━━━ Data section
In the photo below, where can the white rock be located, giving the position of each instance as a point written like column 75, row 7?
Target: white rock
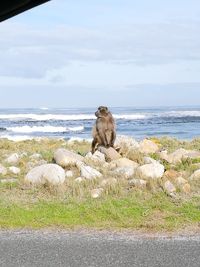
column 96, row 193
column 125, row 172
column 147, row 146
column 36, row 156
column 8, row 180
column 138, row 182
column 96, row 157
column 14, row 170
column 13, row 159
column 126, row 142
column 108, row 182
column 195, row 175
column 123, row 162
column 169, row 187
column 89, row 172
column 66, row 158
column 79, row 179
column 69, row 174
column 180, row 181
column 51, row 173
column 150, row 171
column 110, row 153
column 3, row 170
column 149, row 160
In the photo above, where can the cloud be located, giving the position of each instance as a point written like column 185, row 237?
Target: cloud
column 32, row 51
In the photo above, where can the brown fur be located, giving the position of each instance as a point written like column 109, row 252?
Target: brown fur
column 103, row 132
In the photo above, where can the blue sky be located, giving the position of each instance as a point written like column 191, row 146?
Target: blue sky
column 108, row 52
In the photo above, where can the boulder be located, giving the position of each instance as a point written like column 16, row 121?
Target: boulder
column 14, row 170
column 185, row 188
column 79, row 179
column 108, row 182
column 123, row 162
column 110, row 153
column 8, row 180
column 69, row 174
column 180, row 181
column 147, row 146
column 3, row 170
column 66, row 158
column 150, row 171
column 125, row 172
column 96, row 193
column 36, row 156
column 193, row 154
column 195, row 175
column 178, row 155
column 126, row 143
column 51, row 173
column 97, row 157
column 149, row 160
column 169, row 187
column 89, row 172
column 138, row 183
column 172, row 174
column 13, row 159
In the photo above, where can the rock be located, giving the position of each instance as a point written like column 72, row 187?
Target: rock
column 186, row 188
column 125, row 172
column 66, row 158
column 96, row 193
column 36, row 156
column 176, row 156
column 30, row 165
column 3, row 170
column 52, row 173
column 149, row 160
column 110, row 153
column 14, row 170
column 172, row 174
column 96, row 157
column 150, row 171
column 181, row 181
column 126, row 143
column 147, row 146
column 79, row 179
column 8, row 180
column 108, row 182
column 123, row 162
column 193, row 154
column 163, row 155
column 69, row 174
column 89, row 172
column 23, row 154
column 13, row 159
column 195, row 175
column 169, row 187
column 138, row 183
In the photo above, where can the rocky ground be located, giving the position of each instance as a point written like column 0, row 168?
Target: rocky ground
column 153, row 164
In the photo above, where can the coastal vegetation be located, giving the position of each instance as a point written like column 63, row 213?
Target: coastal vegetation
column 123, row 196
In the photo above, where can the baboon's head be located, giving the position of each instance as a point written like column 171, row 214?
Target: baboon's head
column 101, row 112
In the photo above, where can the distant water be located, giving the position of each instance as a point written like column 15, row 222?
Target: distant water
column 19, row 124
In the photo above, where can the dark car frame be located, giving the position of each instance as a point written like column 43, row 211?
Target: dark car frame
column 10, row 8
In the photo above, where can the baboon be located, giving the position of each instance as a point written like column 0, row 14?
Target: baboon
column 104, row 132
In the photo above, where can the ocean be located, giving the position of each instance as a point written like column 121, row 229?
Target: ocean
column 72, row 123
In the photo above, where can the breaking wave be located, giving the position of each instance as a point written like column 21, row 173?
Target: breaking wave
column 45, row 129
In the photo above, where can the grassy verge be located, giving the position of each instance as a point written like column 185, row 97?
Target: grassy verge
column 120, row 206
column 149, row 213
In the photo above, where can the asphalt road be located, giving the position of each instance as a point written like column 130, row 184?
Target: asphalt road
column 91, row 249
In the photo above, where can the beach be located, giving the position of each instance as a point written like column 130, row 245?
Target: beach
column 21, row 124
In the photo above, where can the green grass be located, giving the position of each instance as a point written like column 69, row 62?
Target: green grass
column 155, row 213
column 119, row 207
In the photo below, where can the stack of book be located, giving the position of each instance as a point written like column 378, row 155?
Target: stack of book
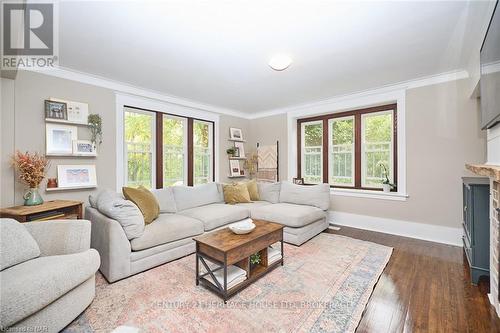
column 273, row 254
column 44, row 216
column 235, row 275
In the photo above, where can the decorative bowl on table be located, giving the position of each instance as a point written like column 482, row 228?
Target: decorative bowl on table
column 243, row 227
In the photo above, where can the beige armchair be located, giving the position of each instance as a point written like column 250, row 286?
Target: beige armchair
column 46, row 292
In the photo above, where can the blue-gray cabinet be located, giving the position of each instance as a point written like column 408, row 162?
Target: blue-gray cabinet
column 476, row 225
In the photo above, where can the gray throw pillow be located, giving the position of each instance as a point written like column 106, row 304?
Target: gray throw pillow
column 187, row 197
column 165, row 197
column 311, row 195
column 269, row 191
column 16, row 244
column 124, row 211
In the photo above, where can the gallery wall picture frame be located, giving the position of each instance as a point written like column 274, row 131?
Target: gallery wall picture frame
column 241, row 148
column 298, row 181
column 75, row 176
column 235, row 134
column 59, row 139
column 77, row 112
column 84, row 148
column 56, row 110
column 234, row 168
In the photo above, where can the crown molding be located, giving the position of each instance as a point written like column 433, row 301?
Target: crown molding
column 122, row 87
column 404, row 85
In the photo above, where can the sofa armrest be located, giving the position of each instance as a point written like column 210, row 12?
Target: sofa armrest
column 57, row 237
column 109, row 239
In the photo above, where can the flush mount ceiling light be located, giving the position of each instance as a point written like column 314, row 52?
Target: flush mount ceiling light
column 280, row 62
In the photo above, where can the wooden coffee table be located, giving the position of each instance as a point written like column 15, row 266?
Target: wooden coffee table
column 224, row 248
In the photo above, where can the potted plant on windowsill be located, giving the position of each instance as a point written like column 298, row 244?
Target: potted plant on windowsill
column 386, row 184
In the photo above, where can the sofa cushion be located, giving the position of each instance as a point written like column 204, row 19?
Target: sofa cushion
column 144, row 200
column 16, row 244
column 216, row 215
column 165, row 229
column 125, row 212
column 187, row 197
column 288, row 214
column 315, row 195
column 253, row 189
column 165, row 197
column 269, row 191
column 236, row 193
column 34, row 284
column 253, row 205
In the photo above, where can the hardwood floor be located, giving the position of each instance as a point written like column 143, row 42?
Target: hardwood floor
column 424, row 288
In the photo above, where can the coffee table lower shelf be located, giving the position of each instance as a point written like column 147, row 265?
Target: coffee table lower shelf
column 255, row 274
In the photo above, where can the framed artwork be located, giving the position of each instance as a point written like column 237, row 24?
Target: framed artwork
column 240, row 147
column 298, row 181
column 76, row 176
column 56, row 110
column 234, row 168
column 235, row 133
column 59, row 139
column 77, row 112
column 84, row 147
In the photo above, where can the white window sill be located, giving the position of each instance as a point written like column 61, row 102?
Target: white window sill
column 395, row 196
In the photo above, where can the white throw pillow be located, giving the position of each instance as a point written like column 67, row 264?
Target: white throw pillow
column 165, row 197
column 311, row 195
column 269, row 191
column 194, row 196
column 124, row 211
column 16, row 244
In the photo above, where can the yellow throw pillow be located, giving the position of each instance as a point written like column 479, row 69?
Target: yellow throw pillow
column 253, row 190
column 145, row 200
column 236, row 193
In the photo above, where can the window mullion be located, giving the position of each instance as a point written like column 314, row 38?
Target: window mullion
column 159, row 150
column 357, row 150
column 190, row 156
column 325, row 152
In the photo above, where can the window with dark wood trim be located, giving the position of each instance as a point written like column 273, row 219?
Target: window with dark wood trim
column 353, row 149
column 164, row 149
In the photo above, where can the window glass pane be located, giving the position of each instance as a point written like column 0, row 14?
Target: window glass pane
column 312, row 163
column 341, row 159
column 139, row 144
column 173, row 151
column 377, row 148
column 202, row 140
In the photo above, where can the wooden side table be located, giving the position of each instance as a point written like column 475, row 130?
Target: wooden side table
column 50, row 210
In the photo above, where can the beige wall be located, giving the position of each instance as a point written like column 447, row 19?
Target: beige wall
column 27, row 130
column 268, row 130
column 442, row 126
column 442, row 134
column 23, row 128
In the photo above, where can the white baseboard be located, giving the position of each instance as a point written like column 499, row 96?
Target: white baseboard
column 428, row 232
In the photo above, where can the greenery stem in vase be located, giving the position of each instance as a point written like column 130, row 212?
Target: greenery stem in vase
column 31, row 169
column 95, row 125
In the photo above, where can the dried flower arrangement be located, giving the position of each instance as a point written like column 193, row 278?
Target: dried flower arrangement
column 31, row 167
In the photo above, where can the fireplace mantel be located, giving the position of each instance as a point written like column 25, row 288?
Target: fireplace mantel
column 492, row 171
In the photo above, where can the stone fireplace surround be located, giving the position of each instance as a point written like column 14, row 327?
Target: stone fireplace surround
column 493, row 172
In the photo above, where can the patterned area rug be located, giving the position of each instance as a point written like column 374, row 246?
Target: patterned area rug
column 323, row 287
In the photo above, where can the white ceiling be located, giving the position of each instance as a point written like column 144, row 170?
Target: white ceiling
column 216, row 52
━━━━━━
━━━ Data section
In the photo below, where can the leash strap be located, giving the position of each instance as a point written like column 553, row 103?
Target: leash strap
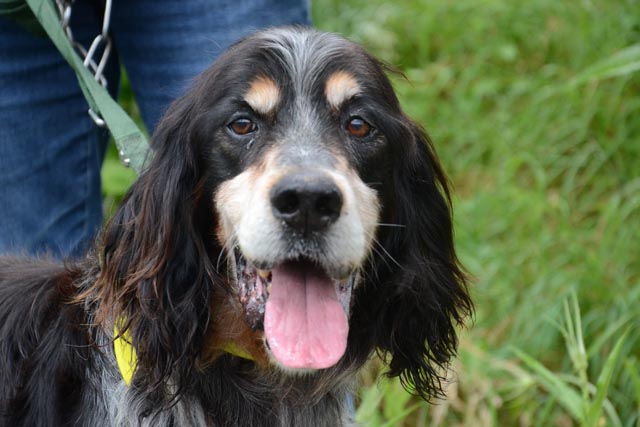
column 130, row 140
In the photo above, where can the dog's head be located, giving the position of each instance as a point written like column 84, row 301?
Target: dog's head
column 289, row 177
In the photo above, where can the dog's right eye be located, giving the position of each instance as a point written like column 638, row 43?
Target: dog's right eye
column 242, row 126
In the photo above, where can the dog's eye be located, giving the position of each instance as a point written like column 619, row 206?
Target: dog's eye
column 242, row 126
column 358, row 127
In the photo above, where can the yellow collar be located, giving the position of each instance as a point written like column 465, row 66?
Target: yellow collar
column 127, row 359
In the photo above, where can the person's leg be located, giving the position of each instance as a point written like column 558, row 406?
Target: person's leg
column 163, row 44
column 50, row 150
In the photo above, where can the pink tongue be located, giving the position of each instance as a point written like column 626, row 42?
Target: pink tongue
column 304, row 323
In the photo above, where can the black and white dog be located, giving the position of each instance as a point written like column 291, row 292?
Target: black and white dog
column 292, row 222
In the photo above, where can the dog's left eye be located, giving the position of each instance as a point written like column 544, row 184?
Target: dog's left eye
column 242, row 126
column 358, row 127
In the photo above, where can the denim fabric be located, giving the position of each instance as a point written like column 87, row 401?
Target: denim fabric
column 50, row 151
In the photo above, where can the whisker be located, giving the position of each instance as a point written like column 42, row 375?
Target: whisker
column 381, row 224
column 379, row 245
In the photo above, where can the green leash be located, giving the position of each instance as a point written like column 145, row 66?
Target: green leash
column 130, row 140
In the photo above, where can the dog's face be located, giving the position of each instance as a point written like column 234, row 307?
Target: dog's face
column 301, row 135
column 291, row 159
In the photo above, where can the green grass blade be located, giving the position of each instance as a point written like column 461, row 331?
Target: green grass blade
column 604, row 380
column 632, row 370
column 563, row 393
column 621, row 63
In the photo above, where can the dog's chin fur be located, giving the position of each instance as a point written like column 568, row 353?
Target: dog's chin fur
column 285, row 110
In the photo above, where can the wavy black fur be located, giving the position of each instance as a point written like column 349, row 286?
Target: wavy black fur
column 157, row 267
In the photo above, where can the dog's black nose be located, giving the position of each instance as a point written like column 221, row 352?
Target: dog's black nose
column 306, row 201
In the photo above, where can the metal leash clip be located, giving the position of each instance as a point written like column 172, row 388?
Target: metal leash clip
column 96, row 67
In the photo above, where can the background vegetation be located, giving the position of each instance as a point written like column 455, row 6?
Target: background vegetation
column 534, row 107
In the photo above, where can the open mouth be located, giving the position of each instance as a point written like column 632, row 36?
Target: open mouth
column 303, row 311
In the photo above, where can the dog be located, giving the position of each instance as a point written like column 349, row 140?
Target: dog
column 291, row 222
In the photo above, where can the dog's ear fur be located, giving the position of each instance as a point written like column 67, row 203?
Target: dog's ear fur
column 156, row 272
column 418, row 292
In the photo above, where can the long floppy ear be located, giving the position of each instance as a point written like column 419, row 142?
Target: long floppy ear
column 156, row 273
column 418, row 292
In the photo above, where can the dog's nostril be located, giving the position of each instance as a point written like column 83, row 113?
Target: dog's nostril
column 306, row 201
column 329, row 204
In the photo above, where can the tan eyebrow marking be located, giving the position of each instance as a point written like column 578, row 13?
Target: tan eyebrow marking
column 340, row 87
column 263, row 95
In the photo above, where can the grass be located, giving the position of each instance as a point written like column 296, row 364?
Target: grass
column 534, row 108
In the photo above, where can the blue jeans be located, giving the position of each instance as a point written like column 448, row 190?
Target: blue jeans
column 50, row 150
━━━━━━
━━━ Data section
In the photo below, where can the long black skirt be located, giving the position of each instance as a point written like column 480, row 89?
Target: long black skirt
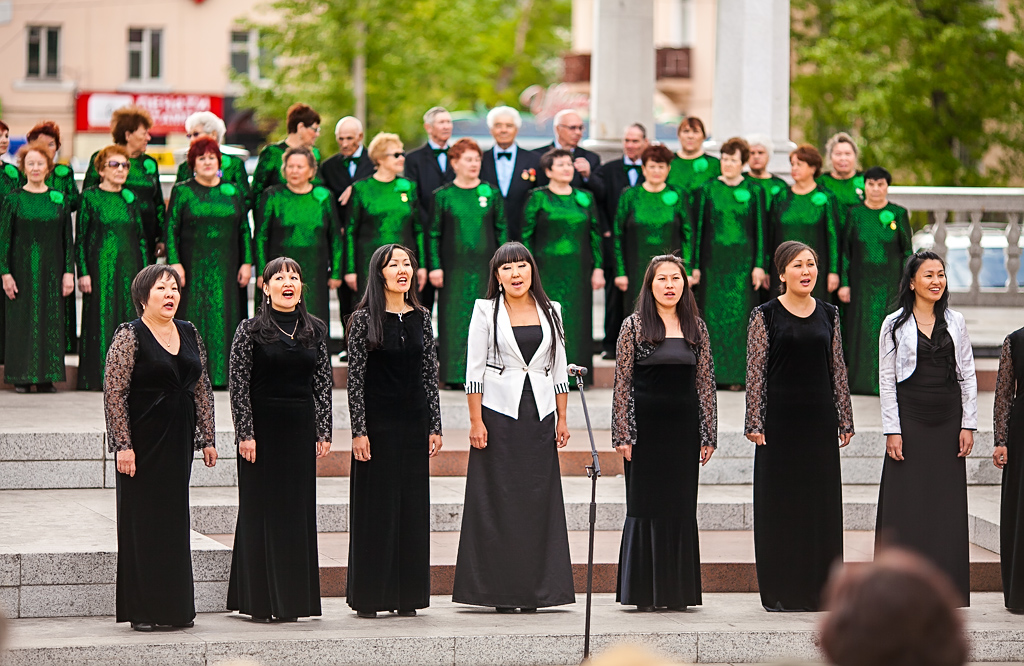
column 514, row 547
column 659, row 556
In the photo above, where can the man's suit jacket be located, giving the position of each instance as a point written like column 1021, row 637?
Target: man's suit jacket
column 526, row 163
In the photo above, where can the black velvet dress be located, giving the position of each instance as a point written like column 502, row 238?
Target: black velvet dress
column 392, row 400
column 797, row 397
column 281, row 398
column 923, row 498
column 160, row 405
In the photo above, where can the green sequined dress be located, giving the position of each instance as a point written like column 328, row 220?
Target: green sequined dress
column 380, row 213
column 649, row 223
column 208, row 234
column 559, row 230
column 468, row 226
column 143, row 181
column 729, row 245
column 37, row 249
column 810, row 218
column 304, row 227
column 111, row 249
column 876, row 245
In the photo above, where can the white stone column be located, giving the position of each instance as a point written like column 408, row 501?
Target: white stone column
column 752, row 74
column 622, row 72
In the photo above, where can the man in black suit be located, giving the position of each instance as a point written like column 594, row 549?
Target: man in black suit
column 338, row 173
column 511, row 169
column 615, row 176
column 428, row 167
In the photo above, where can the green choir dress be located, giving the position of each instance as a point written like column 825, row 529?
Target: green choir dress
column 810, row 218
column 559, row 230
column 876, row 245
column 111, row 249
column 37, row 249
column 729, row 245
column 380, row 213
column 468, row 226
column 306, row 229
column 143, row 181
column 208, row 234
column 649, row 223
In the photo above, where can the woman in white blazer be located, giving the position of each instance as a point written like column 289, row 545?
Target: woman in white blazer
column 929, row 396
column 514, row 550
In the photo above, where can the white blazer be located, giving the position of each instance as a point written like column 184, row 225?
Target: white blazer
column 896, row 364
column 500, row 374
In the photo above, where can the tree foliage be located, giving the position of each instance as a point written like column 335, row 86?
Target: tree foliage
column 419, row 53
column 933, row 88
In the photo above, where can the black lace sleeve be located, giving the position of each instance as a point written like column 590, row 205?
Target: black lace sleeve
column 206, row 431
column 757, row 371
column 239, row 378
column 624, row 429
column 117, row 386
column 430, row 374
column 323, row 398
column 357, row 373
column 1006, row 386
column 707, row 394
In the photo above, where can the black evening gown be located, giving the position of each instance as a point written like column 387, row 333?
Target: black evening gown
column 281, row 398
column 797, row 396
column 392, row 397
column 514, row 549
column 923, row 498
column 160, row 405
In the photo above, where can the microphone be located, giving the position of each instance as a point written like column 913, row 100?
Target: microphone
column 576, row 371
━━━━━━
*Goal*
Pick out every line of the data above that contains the word "left", and copy each one.

*Answer*
In the photo above, where can the dog's left eye be located, giving the position of each instance as a point written like column 544, row 184?
Target: dog's left eye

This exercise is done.